- **To be done**:
Could you give the data below as a two-column CSV with the columns "prompt" and "points", one row per entry, with its text under "prompt" and its answer under "points"? Put each field in double quotes and turn any line breaks into spaces.

- **Records for the exercise**:
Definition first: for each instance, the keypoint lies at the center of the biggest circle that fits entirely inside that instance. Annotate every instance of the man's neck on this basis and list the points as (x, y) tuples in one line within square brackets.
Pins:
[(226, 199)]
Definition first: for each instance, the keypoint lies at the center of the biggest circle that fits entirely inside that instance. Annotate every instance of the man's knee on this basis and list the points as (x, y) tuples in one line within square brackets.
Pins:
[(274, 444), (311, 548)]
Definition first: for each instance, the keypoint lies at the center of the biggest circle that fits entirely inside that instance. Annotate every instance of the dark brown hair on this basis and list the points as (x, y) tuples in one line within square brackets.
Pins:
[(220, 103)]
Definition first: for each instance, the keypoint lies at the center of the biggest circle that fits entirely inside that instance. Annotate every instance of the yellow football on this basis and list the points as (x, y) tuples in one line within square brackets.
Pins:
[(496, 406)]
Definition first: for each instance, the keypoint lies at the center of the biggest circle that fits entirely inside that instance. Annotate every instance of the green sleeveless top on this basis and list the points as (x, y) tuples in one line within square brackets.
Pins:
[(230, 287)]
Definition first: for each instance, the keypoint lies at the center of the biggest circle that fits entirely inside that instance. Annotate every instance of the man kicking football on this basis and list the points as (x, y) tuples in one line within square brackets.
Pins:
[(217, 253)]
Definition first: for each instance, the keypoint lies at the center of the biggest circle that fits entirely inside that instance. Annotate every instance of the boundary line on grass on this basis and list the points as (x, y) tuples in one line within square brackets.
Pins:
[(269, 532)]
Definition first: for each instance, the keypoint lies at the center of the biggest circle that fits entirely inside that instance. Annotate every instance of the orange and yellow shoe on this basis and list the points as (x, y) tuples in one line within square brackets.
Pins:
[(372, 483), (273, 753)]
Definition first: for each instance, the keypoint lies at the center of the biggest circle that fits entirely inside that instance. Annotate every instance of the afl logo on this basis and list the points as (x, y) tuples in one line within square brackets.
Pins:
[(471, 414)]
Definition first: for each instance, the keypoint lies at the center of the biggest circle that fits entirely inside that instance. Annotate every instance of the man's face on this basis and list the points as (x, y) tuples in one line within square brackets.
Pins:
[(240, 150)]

- **Reply**:
prompt,points
"Definition first: for each instance, the keypoint lies at the center of the biggest circle that fits entirely inside that instance. Annotate every instance of the man's neck on this basis and list the points as (x, y) tuples in one line within square brackets. Pins:","[(226, 199)]"
"Definition first: for each instance, the keypoint lies at the center of the biggest circle that fits entirely inside that instance. Annotate every instance of the man's knee on this basis and list the points as (x, y) tuples in one line within square brackets. Pins:","[(274, 444), (311, 548)]"
"Definition first: for each instance, the keypoint lies at the center of the biggest circle that fits entirely inside that instance. Annotate every instance of the dark brown hair on this basis and list the points as (x, y) tuples in one line within square brackets. Pins:","[(220, 103)]"
"Definition first: for each instance, the keypoint lies at the center of the biggest circle that fits entirely inside that instance. Annotate every instance of the yellow football on this basis and list the points as (x, y) tuples in one line within square brackets. Pins:","[(496, 406)]"
"Definition first: for each instance, the keypoint lies at the center of the biggest circle that fits entirely inside that instance. Annotate every instance of the green sleeveless top on this basis and list the points as (x, y) tuples in one line within square brackets. Pins:","[(230, 287)]"
"Definition first: for each instance, the keypoint lies at the center of the biggest circle that fits entirely inside that instance. Annotate every instance of the man kicking football on this basis and list the points as (x, y) tuples in one line within square brackets. Pins:","[(217, 253)]"
"Definition first: for each instance, the keypoint lies at the center of the biggest circle that fits entirely inside that instance. Annotate every instance of the boundary line on grass on this basis and list the points as (x, y) tuples in one line within square brackets. Pins:","[(269, 532)]"
"Definition first: for each instance, the keypoint lies at the center of the biggest circle that fits entirely inside that instance. Annotate every instance of the orange and yellow shoe on this basis and list the points as (x, y) tuples in one line within square brackets. Pins:","[(372, 483), (273, 753)]"
"Definition first: for each instance, the keypoint lies at the center of the biggest circle that fits entirely inside that instance. Annotate every instance of the afl logo on this basis and list the points as (x, y) tuples in one line within square brackets. Pins:","[(471, 414)]"
"Definition first: for each instance, the keypoint lies at the center of the biggest circle that fits entirely inside that instance. Annotate every instance of the man's face on this basis and list the points as (x, y) tuples in one line within square brackets. Pins:","[(240, 150)]"